Thursday, April 2, 2020

UNDER COVID, PT. 9: WHO WAS THAT MASKED MAN?

We're currently living through the sequel.
If you have 75 minutes to spare some evening, lower the shades, turn off the lights, and watch The Killer That Stalked New York, available free on YouTube. It will give you a pretty good idea what's going on in my city now.

Shot entirely on location in 1950 -- you get to see long gone-landmarks like the beautiful original Penn Station and the Third Avenue elevated subway -- The Killer That Stalked New York is a noirish retelling of the smallpox epidemic that swept through the city in 1947. 

While there's the usual fictionalizations to pump up the drama -- as if a smallpox epidemic in the largest city in the USA wasn't dramatic enough -- the terror itself is quite authentic. If nothing else, you'll never drink out of a public water fountain ever again.




They make it seem so easy.
You want to talk about terror? Washing my hands for 20 seconds every time I return home used to be enough. Then I felt compelled to spray Lysol on the doorknob of our apartment. Then I started spraying the doorknobs on the bathroom and hall closet.

Now I wonder, Do I spray Lysol on the groceries, too? I should do that after I wash my hands -- but then I'll have to wash again after touching the avocados! So I should do it before. But then I'll be handling it with my possibly fatal hands! DEAR GOD, WHAT DO I DO, WHAT DO I DO?!

(Dataset excerpts)
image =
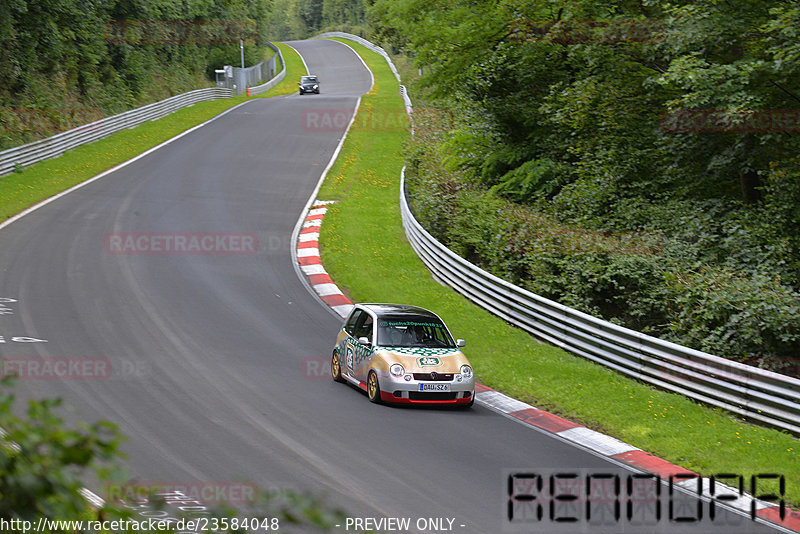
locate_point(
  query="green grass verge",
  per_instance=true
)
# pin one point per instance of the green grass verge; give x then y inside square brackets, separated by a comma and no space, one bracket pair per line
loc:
[364,248]
[47,178]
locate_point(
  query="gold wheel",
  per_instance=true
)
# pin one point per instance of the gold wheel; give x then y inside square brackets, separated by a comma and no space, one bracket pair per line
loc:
[373,389]
[336,368]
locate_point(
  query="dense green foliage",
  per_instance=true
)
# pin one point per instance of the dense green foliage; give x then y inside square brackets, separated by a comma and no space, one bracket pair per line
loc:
[67,62]
[298,19]
[660,137]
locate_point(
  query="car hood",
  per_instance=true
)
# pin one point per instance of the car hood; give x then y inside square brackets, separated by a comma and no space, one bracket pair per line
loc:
[425,360]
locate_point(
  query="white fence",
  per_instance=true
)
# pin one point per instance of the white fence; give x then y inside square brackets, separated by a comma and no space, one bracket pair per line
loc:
[257,90]
[771,398]
[56,145]
[764,396]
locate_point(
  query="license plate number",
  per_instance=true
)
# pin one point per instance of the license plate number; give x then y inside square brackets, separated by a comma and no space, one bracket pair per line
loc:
[434,387]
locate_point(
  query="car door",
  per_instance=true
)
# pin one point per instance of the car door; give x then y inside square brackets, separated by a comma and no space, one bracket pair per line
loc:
[361,354]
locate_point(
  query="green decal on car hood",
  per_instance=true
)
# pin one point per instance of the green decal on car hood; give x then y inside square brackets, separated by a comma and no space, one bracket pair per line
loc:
[423,351]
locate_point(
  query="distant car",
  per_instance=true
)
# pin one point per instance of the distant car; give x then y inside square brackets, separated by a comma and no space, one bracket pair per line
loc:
[309,84]
[402,354]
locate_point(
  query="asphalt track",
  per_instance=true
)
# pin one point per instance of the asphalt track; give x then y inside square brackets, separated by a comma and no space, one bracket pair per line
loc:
[211,378]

YOUR TASK: Copy the post from "We're currently living" to "fountain ever again.", switching every instance of "smallpox" to "cholera".

EXERCISE ANSWER:
We're currently living through the sequel.
If you have 75 minutes to spare some evening, lower the shades, turn off the lights, and watch The Killer That Stalked New York, available free on YouTube. It will give you a pretty good idea what's going on in my city now.

Shot entirely on location in 1950 -- you get to see long gone-landmarks like the beautiful original Penn Station and the Third Avenue elevated subway -- The Killer That Stalked New York is a noirish retelling of the cholera epidemic that swept through the city in 1947. 

While there's the usual fictionalizations to pump up the drama -- as if a cholera epidemic in the largest city in the USA wasn't dramatic enough -- the terror itself is quite authentic. If nothing else, you'll never drink out of a public water fountain ever again.